• Text:
I would like to introduce my dear friend and Virtual Authors’ Tour hostess, Karla Linn Merrifield. Karla and I “met” when she accepted my long poem “The Sea” for the journal Sea Stories (the poem is included in my chapbook, The Sea & Beyond). Shortly thereafter, we began trading visits and poetry, with so many connections between us that it’s difficult to name them all. I am greatly indebted to Karla for recommending me to Michael Czarnecki at FootHills Publishing and serving as a superb reader for my novels and poetry. In return, it’s been my pleasure to read Lithic Scatter and Other Poems from inception to the final book, as well as most of her other work. I can think of no other poet who is so enthusiastic about writing!

About Lithic Scatter and Other Poems:

“In this fine collection, the first poem, “Dancing with Green Bees,” sets the joyous tone as Karla Linn Merrifield, a widely traveled poet, revels in the landscape and celebrates the wisdom and lives of our native inhabitants. From ephemeral bees to ancient stones, nothing is beyond her eager examination; indeed, a tiny cobble will set her on a flight of wonderment and philosophical conjecture. Stylistically, this book is a marvel of musical lines, such as when she describes “arriving like snowmelt in spring from the slickrock flanks of the Chusaka Mountains.” Color is also a constant revelation: a black bear is “in a cinnamon morning coat” and “bald domes wake from violet sleep.” The book has its somber moments, especially when Merrifield confronts the destructive nature of modern man; touches of wry humor, too, such as in the poem where she compares dragonflies with helicopters (“draconian Homeland Security spawn.”) Lithic Scatter and Other Poems will strengthen Merrifield’s considerable reputation as an American naturalist-poet.”—Laury A. Egan

Mercury Heartlink, 2013, paperback: $14.40
For a signed copy (and price), contact Karla: Blog:


Over the next week, in multiple blogs/posts, I’ll be featuring three authors on the Author’s Virtual Tour: Susan Gabriel, Greg Miller, and Gregg Cusick—all very talented fiction writers. First, however, the Virtual Authors’ Tour requests the host to answer four specific questions (see below), which also gives me an opportunity to update everyone on my new projects.

• Record extracts:
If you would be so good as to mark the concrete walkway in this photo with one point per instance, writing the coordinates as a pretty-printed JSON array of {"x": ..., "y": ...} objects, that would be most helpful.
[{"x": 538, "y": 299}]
==
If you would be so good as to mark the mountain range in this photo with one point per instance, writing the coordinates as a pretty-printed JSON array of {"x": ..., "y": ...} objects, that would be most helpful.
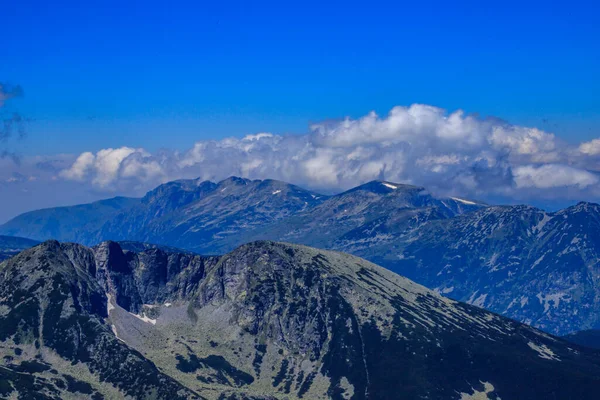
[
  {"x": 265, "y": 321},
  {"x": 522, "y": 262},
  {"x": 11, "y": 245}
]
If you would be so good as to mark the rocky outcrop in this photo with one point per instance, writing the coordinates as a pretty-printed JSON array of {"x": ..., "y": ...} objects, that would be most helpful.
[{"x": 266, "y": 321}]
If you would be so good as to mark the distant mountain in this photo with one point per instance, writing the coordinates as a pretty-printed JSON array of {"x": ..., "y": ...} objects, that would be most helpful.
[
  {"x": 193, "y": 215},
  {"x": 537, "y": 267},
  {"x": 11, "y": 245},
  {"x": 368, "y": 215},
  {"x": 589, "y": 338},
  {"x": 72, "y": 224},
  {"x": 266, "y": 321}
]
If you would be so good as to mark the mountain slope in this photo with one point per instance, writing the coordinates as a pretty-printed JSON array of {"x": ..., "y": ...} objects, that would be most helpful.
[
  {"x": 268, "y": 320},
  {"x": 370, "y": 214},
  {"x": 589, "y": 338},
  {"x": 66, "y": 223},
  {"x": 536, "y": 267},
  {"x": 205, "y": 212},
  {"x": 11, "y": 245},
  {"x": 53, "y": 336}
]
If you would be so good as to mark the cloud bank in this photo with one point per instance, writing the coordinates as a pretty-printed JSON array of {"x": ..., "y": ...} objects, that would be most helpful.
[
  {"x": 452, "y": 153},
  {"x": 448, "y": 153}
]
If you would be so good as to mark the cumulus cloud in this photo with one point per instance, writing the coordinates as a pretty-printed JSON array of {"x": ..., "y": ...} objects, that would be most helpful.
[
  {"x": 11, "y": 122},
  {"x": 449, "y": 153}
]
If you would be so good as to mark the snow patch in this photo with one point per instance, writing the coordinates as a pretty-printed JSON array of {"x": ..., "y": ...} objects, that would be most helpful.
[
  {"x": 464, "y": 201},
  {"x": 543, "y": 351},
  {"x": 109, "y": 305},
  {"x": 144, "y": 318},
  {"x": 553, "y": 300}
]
* * *
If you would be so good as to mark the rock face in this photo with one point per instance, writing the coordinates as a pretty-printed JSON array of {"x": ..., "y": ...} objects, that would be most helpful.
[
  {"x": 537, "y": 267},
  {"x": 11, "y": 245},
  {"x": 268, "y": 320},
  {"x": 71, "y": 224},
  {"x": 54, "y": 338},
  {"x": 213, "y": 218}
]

• Given exercise 1:
Answer these questions from the post introducing Karla Linn Merrifield:
(a) Which journal accepted the poem "The Sea"?
(b) Which publisher released Lithic Scatter and Other Poems, and in what year?
(c) How many questions does the Virtual Authors' Tour ask the host to answer?
• Given exercise 2:
Copy the passage of the post introducing Karla Linn Merrifield between "Mercury Heartlink, 2013, paperback: $14.40" and "my new projects.", inclusive.
• Given exercise 3:
Carry on the post introducing Karla Linn Merrifield from its final sentence.
The rows were taken from a separate source.

• Output 1:
(a) Sea Stories
(b) Mercury Heartlink, in 2013
(c) Four

• Output 2:
Mercury Heartlink, 2013, paperback: $14.40
For a signed copy (and price), contact Karla: Blog:


Over the next week, in multiple blogs/posts, I’ll be featuring three authors on the Author’s Virtual Tour: Susan Gabriel, Greg Miller, and Gregg Cusick—all very talented fiction writers. First, however, the Virtual Authors’ Tour requests the host to answer four specific questions (see below), which also gives me an opportunity to update everyone on my new projects.

• Output 3:
Q: What am I working on?
A: Two new novels are completed. The first, Wave in D Minor, currently under submission to literary agents, is about a young opera composer who has received a grant and a solo retreat in her patron’s seacoast house in Maine. With an initial narrative style reminiscent of Virginia Woolf’s, the story becomes more complex and suspenseful, yet also deals with the loneliness inherent in being a creative individual and the difficult balance between respecting one’s talent and maintaining relationships. The second novel is The Bittersweet Tale, an expansion of a short story published in my collection Fog and Other Stories. Though in the category of psychological suspense, the book has a strong emphasis on character. Under way, a humorous piece, The Life of Morley: The Very Best Basset Hound in the World. Having some fun with this one!

Q: How does my work differ from others of its genre?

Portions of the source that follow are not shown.